#### [Énoncé A]
Relevez tous les corps et services des forces de l'ordre que le passage sur la manifestation des Invalides désigne nommément.
#### [Énoncé B]
Prolongez le passage sur la manifestation des Invalides au-delà de sa dernière phrase, dans le même registre.

#### [Texte fourni]
Dans le cas de cette manifestation des Invalides — un moment capital dans l’histoire du maintien de l’ordre — , l’idée des flics était d’isoler les « casseurs » des autres manifestants. Cela consistait à les laisser agir en tête du cortège, jusqu’à ce que ces derniers se détachent naturellement de la tête de la manifestation, pour ensuite les isoler et les coincer dans les petites rues adjacentes. C’était du moins le plan policier, tel que j’ai pu le recueillir. Sauf que… ça ne s’est pas passé comme ça, notamment parce que le cortège était très long, très imposant. Cette gestion des troupes (policières) et de la foule ressemble beaucoup dans les faits à un « wargame » en temps réel ; là, le temps de faire revenir, de la place d’Italie aux Invalides, quelques escadrons de gendarmerie mobile ou de CRS, c’était trop tard.
Tu ne crois pas qu’ils ont volontairement laissé pourrir les choses ?
En partie… J’essaye de montrer dans le livre que certains policiers avaient été alerté sur ce qui allait se passer et qu’ils n’ont rien fait ; d’autres — des membres des RG — l’avaient annoncé, mais ils n’ont pas été écoutés pour des raisons de rivalité entre les différents services. En fait, c’est un vrai panier de crabes : difficile de tirer des conclusions catégoriques.
On peut analyser ce qui s’est passé comme la conséquence d’une bataille entre Villepin et Sarkozy ; à l’époque, le premier était à Matignon et présidentiable, le second à l’Intérieur et… présidentiable. Pour Sarkozy, le mouvement anti-CPE était une forme de revanche après le fiasco des émeutes de 2005 dont il était sorti (temporairement) très affaibli. Soit tout le contraire de Villepin, grand « vainqueur » affiché des émeutes parce qu’il était perçu comme l’homme qui avait remis la France en marche et décrété l’état d’urgence — état d’urgence totalement inutile et souhaité par personne d’autre que lui même, soit dit en passant. J’explique dans le livre pourquoi les flics eux-mêmes n’en voulaient pas…
Et donc, au moment du CPE, Sarkozy va jouer deux rôles pour griller Villepin : d’un côté, il se pose en homme capable de rétablir l’ordre en intervenant dans la gestion de la logistique des manifs avec les syndicats ; de l’autre, comme le seul membre du gouvernement prêt à discuter avec les manifestants, tandis que Villepin, lui, faisait la sourde oreille. C’est là où l’on perçoit la dimension politique de la gestion de l’ordre et du désordre. J’ai ainsi recueilli des témoignages de responsables syndicaux présentant Sarkozy comme opposé au CPE et les encourageant en sous-main à organiser des manifestations. Sarkozy jouait sur deux tableaux : le chef-policier qui discute avec les services d’ordre et le politique qui discute avec les étudiants et les syndicats. C’était le même homme, dans les mêmes réunions ; passant de la flicaille à la politicaille.
Il y a en fait de nombreuses lectures possibles de ce qui s’est déroulé aux Invalides et toutes contiennent une part de vérité : c’est plus complexe qu’on ne l’imagine. Ce qui est certain, c’est que les flics ont merdé. Et ça, c’est intéressant à étudier car, en la matière, ça n’arrive pas si souvent.

#### [Lignes de données]
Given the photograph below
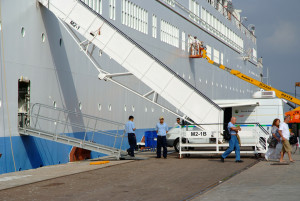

#### [Corrigé A]
- la gendarmerie mobile (escadrons de gendarmerie mobile)
- les CRS
- les RG (membres des RG)

#### [Corrigé B]
Ça détonne même au regard de ton livre qui donne l’impression d’une maitrise quasi totale des événements par les forces de l’ordre.
C’est ce qui constitue la science du maintien de l’ordre : il y a une connaissance policière du terrain, du mouvement des foules et d’une psychologie très aiguë, très poussée. Hormis la manif sauvage, qui reste quantitativement limitée, qui n’est dotée de quasiment aucune visibilité et qui n’existe que pour ses participants, toutes les manifestations sont ultra cadrées. Et les forces de l’ordre en sont très fières, considérant qu’il s’agit là, avec la police judiciaire, d’un de leurs pôles d’excellences. D’ailleurs… si leurs responsables m’ont laissé enquêter sur le sujet sans me mettre trop de bâtons dans les roues, au moins au début, c’est justement pour cette raison. Ceux qui me parlaient étaient désireux de me raconter leur travail, d’étaler leur doctrine, qui consiste à montrer sa force pour ne pas s’en servir, à ne surtout pas faire de mort.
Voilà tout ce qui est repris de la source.